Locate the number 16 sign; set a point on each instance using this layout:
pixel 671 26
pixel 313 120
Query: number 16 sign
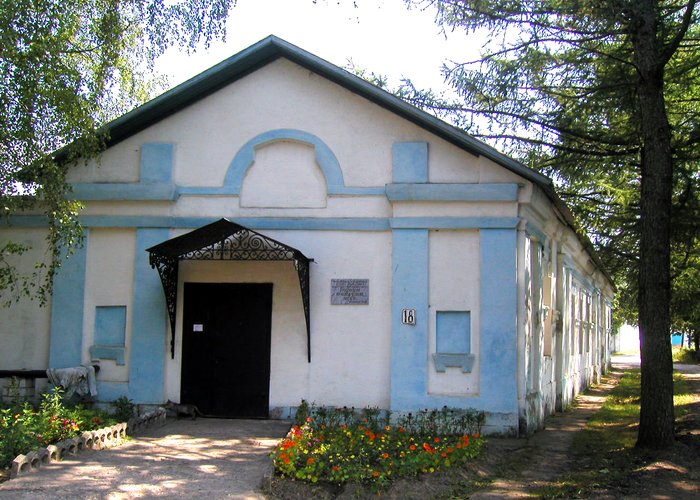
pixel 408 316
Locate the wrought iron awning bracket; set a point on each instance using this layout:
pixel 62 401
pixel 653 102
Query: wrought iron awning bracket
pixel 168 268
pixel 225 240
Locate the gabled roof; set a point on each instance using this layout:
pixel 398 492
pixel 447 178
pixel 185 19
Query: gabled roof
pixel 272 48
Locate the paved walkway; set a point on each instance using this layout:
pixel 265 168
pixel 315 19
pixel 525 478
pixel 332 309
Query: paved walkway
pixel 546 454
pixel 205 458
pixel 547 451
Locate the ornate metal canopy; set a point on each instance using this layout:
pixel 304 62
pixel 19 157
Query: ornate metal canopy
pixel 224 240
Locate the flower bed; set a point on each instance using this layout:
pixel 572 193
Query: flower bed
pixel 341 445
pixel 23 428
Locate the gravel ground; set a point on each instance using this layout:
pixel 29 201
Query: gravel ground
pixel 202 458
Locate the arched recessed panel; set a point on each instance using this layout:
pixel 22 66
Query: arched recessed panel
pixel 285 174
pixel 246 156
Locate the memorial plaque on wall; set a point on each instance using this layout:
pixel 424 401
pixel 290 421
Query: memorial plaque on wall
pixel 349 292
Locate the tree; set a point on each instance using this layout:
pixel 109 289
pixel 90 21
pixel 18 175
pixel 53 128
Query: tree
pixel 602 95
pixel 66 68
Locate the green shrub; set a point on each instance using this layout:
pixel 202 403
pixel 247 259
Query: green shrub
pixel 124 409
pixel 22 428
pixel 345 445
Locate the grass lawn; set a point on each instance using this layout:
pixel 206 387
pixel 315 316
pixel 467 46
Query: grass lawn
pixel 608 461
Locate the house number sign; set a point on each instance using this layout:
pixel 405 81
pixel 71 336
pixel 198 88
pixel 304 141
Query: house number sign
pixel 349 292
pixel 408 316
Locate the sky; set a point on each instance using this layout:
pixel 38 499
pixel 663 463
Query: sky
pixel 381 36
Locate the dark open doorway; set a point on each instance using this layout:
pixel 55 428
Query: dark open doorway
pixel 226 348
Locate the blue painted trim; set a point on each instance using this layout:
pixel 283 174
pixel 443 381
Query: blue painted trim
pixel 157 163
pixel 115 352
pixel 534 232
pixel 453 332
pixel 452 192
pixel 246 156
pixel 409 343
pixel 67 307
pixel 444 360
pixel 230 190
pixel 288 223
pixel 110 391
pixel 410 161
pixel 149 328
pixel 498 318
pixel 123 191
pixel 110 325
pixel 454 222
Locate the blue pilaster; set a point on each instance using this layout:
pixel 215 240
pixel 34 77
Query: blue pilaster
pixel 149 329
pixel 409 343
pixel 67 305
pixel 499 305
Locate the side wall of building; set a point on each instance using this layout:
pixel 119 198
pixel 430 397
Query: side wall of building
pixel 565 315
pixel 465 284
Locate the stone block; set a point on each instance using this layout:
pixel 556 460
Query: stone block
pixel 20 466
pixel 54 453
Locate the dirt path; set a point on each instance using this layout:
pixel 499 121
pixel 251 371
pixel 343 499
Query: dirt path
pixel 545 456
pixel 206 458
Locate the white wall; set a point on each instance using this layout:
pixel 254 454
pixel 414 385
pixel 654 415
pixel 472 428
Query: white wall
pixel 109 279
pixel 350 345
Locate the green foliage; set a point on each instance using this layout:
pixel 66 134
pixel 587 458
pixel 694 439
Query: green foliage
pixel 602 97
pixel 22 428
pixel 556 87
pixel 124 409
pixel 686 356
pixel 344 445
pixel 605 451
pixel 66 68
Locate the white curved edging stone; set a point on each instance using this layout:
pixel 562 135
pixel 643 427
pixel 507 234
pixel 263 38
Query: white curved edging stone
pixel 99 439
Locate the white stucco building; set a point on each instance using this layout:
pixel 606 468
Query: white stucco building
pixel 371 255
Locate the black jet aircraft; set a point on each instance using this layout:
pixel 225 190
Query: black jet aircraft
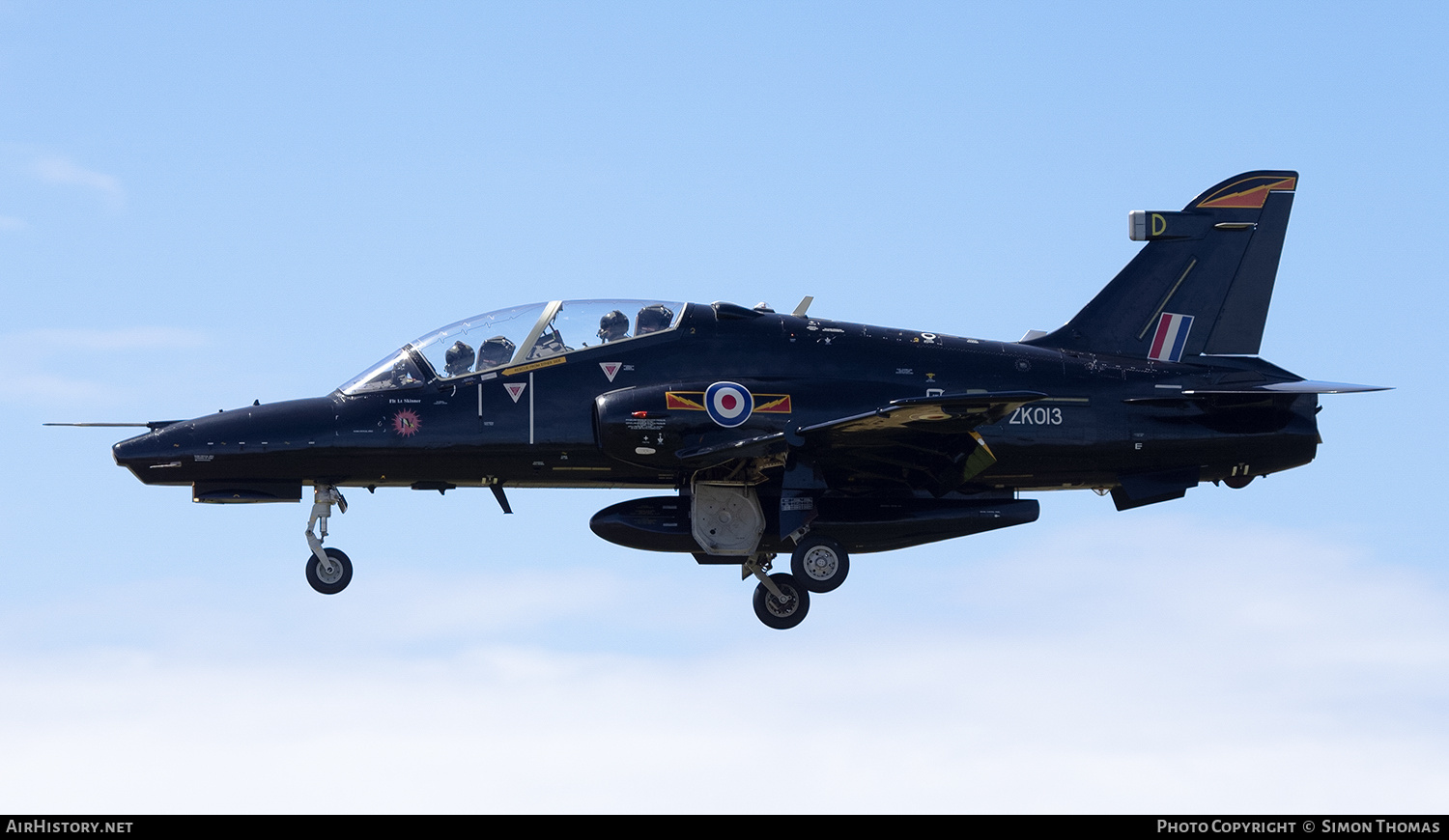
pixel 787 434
______
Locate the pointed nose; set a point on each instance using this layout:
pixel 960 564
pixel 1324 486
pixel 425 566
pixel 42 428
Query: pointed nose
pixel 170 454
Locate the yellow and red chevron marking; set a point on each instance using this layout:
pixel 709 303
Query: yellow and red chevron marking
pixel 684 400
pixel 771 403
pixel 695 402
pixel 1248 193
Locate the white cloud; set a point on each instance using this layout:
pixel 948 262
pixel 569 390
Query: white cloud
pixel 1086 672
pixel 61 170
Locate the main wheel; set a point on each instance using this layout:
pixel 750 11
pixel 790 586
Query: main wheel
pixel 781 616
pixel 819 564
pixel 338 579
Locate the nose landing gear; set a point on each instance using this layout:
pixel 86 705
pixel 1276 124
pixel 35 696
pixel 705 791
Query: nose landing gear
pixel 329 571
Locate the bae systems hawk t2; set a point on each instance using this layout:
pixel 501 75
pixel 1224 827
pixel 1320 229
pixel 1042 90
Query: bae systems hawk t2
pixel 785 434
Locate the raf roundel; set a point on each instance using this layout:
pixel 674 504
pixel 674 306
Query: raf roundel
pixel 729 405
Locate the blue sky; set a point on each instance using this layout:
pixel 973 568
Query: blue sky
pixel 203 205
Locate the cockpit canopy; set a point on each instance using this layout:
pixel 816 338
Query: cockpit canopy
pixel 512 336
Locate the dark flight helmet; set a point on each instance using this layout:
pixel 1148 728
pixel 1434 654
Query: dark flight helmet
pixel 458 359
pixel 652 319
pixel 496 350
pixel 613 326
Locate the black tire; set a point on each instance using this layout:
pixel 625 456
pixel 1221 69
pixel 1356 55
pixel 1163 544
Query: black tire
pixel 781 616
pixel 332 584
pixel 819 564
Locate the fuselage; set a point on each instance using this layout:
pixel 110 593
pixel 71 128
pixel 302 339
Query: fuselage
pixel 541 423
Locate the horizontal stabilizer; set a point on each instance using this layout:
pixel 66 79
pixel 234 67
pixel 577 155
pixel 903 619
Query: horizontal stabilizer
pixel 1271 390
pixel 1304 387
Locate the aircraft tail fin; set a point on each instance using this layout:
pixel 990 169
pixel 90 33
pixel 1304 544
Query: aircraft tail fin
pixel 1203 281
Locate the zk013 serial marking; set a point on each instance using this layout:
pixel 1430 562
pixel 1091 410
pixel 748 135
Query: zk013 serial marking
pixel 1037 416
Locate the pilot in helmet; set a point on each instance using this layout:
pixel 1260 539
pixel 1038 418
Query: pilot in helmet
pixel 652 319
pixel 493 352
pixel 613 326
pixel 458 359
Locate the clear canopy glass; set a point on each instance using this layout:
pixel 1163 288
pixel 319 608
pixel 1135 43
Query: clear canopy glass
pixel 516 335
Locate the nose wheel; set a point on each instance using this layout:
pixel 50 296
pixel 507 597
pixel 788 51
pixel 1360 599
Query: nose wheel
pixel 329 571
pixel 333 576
______
> [Task] Please reproduce verbatim the lines of the listing between the line containing "Locate the wrought" and the line containing "pixel 226 348", inclusive.

> [Correct response]
Locate the wrought iron awning bracket; set a point on each instance using this layout:
pixel 62 401
pixel 653 102
Query: wrought iron awning bracket
pixel 168 268
pixel 225 240
Locate the gabled roof; set a point on each instance using this layout:
pixel 398 492
pixel 447 178
pixel 185 19
Query: gabled roof
pixel 272 48
Locate the paved walkway; set a point on each instance using this layout:
pixel 265 168
pixel 315 19
pixel 525 478
pixel 332 309
Query: paved walkway
pixel 546 454
pixel 205 458
pixel 547 451
Locate the ornate metal canopy; set a point on each instance using this layout:
pixel 304 62
pixel 19 157
Query: ornate metal canopy
pixel 224 240
Locate the flower bed; set a point on each instance using this layout:
pixel 572 193
Query: flower bed
pixel 341 445
pixel 23 428
Locate the gravel ground; set a point on each instance using this layout:
pixel 29 201
Query: gravel ground
pixel 202 458
Locate the arched recessed panel; set a point on each instance using this layout:
pixel 22 66
Query: arched recessed panel
pixel 285 174
pixel 246 156
Locate the memorial plaque on wall; set a point on each instance using this layout:
pixel 424 401
pixel 290 421
Query: memorial plaque on wall
pixel 349 292
Locate the tree; set a point on each instance using this layout:
pixel 109 289
pixel 90 21
pixel 18 175
pixel 53 128
Query: tree
pixel 602 95
pixel 66 68
Locate the green shrub; set a point on each instance using this layout:
pixel 202 403
pixel 247 259
Query: green shrub
pixel 124 409
pixel 22 428
pixel 345 445
Locate the grass lawn; set a point on each instance using this layout:
pixel 206 387
pixel 315 316
pixel 467 46
Query: grass lawn
pixel 608 461
Locate the house number sign; set a point on each instance using this layout:
pixel 405 81
pixel 71 336
pixel 198 88
pixel 304 141
Query: house number sign
pixel 349 292
pixel 408 316
Locate the sky; set a point on each instance using this layout:
pixel 38 499
pixel 663 463
Query: sky
pixel 381 36
Locate the dark open doorway; set a point on each instance using this layout:
pixel 55 428
Query: dark open doorway
pixel 226 348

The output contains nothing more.